━━━ Input data ━━━

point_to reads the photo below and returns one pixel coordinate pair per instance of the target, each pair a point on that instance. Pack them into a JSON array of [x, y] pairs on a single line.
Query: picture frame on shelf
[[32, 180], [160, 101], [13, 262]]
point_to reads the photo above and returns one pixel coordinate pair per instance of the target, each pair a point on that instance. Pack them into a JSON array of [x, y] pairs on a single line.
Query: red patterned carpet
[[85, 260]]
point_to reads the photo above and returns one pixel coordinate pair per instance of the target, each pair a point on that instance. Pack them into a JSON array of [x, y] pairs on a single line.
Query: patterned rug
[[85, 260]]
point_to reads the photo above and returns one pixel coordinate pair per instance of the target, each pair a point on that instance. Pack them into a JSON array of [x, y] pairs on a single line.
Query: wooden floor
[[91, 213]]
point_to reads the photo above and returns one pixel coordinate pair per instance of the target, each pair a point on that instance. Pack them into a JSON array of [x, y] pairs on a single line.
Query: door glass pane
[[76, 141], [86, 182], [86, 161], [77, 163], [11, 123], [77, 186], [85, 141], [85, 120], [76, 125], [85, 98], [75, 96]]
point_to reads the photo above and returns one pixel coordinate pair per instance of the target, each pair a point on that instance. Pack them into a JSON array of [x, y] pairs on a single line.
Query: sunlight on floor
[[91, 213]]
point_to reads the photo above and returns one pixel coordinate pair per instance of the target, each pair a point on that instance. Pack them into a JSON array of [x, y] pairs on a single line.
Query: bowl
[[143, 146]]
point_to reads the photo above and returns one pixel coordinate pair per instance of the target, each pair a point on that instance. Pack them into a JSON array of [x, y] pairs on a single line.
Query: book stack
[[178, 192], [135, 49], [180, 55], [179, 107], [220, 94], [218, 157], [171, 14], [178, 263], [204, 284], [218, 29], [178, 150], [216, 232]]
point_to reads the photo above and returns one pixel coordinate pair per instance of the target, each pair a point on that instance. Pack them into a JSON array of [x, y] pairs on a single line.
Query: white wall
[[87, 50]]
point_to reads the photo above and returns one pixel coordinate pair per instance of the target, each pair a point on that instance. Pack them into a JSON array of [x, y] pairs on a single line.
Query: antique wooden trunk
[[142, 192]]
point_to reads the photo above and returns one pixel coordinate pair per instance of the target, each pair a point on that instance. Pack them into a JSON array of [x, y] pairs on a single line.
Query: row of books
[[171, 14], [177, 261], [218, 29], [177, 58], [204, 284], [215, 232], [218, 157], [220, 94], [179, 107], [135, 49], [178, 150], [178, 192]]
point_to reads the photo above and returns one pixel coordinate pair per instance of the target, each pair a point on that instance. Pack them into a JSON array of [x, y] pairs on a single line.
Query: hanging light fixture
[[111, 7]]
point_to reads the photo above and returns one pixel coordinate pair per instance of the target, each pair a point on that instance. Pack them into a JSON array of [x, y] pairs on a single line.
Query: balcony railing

━━━
━━━ Input data ━━━

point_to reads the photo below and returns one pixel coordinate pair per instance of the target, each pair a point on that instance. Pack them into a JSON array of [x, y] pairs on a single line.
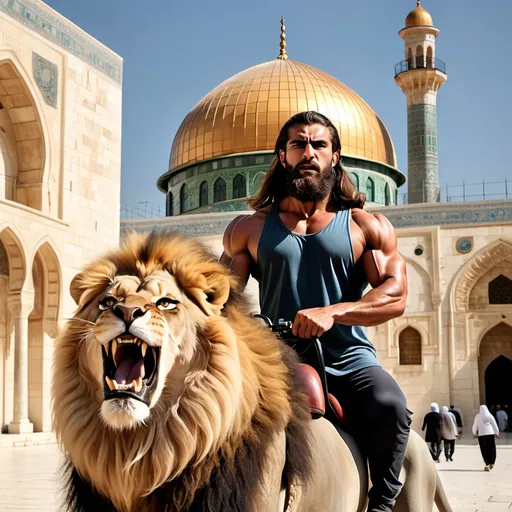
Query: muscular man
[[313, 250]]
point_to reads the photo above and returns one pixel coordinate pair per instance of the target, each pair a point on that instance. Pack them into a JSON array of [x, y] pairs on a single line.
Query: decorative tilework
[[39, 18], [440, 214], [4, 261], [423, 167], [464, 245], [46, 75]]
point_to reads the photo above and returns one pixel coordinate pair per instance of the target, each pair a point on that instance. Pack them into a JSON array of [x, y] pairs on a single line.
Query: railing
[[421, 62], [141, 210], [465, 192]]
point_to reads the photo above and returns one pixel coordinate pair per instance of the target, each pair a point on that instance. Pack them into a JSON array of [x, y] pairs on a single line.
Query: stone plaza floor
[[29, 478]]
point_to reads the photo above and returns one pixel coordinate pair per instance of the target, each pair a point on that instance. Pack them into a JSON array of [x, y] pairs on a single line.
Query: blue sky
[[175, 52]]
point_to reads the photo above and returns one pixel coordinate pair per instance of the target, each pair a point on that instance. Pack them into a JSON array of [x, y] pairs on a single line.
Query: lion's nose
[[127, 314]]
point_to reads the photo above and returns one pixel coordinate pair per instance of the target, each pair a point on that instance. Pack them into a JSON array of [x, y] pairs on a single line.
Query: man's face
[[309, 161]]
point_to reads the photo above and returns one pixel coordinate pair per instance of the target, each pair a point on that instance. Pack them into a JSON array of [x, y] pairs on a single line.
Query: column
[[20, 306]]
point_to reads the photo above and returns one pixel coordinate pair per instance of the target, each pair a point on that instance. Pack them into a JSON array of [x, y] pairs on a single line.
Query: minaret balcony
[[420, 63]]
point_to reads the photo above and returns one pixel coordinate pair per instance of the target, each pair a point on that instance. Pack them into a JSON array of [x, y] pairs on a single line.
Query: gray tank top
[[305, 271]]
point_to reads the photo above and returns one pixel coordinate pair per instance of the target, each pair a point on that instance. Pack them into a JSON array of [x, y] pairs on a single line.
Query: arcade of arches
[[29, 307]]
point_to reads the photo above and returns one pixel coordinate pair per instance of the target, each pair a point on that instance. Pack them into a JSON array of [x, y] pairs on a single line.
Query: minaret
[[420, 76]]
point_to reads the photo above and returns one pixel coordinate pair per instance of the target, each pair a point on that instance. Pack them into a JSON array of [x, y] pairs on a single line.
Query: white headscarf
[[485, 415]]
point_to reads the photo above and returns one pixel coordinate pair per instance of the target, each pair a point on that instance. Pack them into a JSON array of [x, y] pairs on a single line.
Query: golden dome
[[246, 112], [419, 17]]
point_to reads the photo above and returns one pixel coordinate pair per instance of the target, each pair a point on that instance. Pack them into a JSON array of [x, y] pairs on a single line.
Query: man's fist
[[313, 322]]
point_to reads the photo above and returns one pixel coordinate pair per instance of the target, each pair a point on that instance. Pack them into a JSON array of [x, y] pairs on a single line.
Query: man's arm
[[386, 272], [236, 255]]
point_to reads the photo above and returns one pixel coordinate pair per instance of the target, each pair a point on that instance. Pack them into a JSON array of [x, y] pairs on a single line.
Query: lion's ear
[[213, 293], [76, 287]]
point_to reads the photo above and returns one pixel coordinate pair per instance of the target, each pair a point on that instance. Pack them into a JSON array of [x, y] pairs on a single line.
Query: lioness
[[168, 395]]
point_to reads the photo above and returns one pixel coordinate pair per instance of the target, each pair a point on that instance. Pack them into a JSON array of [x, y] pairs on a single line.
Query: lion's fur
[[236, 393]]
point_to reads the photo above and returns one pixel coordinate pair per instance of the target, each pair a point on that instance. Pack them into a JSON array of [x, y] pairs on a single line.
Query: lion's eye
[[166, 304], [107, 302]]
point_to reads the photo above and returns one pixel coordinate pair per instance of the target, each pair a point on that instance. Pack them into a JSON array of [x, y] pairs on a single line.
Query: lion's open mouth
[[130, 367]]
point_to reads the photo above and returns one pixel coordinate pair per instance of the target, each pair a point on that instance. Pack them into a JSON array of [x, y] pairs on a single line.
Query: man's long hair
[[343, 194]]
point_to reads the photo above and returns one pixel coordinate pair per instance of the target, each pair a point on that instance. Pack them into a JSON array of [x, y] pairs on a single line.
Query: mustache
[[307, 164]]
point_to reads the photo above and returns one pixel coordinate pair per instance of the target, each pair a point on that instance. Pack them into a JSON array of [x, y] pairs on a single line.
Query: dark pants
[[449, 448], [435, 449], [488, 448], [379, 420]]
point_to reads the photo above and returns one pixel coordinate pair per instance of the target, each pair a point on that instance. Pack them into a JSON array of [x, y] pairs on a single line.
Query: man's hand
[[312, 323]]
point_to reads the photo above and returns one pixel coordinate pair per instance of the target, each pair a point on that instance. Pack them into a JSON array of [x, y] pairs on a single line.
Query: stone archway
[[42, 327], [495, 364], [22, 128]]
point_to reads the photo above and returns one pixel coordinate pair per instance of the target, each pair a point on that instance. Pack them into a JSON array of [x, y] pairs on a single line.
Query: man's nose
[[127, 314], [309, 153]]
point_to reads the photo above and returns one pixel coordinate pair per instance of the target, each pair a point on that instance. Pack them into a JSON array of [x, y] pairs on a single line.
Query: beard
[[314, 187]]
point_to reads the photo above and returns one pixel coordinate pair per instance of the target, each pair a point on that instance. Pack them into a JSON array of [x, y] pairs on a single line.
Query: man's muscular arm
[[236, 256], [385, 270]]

━━━

→ What to work on: Pick out and copy every line of the listing above that contains the string "muscular", treating uppercase and lowercase letters as distinct.

→ Result:
Query: muscular man
Query: man's muscular arm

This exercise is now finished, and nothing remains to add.